— begin LISTING —
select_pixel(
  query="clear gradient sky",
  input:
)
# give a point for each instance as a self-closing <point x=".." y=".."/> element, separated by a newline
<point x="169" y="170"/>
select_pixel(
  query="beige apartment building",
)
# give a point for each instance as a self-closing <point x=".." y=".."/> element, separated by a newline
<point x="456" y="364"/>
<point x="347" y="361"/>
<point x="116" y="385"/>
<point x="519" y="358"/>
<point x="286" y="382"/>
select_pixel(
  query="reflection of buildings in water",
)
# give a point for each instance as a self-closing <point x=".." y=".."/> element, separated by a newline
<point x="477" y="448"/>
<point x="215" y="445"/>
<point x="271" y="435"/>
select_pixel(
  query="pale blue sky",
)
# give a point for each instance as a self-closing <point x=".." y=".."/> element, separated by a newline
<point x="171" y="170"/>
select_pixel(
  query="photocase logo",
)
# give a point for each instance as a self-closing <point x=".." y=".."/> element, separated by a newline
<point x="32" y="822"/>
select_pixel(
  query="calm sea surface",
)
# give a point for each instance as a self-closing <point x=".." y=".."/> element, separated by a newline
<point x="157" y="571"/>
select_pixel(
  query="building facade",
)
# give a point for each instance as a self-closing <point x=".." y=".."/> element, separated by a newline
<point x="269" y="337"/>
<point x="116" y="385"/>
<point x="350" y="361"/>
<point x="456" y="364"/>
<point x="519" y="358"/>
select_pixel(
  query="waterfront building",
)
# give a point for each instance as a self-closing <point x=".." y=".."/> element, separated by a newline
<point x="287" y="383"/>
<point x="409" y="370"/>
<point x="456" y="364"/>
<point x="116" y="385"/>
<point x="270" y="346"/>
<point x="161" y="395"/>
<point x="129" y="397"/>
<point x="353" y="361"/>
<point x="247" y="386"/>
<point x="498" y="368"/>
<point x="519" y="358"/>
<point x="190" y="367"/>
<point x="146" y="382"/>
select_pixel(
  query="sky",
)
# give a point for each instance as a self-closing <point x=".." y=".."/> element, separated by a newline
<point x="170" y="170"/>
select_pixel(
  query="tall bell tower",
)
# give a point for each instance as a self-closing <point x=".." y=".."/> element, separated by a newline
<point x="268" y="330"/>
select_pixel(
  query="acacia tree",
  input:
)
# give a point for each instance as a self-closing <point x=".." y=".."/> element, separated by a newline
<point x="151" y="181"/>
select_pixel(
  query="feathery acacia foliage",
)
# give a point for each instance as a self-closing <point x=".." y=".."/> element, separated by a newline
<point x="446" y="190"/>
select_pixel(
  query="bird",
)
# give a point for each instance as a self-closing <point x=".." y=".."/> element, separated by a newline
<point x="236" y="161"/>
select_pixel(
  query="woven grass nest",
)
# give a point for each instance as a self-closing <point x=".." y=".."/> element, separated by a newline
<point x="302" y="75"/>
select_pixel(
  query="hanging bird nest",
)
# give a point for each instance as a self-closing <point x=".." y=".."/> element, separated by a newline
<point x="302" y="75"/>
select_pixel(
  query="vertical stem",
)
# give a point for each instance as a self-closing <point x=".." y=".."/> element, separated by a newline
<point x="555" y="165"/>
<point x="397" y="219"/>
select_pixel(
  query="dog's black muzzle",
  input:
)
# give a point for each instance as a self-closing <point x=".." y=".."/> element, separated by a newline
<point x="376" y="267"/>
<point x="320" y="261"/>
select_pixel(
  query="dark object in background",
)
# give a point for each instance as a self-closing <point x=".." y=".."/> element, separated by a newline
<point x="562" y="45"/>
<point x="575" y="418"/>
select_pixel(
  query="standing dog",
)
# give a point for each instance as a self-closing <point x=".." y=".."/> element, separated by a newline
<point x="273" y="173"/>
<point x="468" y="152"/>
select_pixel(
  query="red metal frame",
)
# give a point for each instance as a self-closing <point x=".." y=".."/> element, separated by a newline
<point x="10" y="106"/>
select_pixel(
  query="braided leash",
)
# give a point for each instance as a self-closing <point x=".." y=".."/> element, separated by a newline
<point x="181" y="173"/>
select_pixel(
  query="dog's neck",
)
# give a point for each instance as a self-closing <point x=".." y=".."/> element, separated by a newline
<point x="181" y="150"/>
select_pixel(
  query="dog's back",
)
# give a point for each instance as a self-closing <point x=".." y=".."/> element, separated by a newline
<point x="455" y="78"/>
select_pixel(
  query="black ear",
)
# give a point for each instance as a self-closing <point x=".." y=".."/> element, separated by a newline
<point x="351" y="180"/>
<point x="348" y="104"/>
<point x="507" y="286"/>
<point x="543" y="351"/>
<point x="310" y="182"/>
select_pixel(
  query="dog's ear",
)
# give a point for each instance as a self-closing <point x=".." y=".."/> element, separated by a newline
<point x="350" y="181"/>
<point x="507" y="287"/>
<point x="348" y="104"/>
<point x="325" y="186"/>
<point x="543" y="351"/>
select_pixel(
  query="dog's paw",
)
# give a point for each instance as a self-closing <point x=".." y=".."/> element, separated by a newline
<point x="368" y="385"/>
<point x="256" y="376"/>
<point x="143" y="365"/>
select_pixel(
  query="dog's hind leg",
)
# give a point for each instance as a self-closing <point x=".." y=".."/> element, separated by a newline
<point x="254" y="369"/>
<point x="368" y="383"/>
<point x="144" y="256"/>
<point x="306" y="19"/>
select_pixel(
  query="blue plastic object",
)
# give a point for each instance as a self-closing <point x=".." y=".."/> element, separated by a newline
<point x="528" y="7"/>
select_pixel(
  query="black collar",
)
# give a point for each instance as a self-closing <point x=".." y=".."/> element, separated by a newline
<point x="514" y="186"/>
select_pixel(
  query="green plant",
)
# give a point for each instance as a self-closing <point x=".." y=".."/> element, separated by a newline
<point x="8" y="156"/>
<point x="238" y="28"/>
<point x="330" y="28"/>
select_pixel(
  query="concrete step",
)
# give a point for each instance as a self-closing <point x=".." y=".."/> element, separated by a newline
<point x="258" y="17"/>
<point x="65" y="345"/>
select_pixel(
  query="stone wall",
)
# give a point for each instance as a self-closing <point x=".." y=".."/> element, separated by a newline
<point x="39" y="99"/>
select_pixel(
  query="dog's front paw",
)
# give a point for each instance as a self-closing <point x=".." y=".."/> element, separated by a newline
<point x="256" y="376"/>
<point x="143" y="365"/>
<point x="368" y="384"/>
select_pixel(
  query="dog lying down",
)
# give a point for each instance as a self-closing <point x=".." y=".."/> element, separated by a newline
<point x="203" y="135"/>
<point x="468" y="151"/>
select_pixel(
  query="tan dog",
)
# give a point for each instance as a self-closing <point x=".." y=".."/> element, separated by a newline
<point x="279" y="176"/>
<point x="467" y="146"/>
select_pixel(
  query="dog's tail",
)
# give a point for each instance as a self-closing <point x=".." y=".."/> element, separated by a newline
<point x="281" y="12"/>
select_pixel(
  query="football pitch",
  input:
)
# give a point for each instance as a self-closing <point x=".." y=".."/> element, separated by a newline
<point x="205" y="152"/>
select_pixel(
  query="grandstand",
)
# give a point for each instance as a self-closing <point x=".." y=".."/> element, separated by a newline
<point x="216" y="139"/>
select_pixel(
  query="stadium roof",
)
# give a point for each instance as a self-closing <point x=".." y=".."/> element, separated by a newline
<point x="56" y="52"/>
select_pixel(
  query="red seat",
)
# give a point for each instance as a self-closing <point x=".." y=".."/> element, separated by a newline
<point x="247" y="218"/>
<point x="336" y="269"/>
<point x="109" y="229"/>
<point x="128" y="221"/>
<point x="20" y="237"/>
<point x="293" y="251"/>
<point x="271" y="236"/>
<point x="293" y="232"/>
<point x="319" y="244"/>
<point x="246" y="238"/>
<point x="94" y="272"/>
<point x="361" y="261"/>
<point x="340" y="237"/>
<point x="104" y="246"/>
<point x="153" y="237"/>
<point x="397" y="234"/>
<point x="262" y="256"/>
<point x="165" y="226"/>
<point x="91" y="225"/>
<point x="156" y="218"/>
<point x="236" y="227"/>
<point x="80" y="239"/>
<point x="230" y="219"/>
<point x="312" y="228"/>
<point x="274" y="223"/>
— end LISTING —
INSTRUCTIONS FOR THE TASK - Counting case-sensitively, how many lines of the rows above contain the string "acacia"? Reply with the number alone.

RESPONSE TO THE TASK - 2